● EXERCISE DETAILS
Find every line in the listing that contains the word "shadow" and copy each one in full. Treat uppercase and lowercase as different.

● THE RECORDS
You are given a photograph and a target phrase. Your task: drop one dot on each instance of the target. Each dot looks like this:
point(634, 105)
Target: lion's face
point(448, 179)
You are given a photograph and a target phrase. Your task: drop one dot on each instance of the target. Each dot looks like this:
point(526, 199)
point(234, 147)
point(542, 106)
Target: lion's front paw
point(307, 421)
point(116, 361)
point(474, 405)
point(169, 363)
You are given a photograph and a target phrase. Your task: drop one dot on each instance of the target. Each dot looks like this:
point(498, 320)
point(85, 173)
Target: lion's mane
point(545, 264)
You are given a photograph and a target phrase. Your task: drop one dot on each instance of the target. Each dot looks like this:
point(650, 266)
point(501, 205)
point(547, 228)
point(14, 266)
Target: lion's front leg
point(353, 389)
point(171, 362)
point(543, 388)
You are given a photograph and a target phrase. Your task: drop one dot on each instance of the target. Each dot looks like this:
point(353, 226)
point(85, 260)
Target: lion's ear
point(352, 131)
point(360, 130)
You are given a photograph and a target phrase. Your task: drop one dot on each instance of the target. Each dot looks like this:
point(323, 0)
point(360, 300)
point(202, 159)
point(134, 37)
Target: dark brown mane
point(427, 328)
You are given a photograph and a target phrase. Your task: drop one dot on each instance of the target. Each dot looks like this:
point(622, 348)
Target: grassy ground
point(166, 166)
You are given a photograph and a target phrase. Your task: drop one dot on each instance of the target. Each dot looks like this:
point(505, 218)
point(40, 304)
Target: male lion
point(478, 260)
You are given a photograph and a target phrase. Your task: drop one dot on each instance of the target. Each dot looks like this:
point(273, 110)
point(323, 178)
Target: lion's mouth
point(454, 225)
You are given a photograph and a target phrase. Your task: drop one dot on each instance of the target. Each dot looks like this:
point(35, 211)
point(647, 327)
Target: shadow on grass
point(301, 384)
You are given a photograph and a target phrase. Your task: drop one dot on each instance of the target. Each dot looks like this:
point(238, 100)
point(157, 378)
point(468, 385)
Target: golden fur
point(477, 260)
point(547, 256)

==

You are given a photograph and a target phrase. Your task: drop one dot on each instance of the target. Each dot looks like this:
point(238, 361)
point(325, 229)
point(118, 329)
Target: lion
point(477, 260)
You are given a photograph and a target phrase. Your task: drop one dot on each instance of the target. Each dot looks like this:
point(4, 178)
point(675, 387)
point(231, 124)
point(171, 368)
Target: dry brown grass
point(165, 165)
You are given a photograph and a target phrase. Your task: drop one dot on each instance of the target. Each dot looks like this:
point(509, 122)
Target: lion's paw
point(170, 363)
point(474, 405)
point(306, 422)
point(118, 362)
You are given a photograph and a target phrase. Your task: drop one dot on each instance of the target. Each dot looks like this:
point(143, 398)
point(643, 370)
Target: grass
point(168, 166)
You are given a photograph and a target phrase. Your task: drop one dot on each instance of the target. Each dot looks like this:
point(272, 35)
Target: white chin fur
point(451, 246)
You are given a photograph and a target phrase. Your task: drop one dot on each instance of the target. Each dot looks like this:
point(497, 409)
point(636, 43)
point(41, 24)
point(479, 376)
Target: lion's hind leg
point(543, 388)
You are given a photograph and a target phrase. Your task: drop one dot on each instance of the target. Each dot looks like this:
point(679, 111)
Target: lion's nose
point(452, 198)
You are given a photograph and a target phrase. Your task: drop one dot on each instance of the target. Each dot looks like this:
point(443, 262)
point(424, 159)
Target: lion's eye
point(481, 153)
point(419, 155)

...

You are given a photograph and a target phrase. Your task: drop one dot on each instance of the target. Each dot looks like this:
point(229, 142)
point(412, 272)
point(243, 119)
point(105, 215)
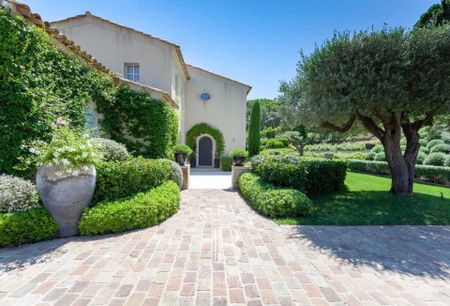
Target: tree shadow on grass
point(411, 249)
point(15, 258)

● EXPECTED ANSWER
Target: shadow on grass
Target: tree shadow on grass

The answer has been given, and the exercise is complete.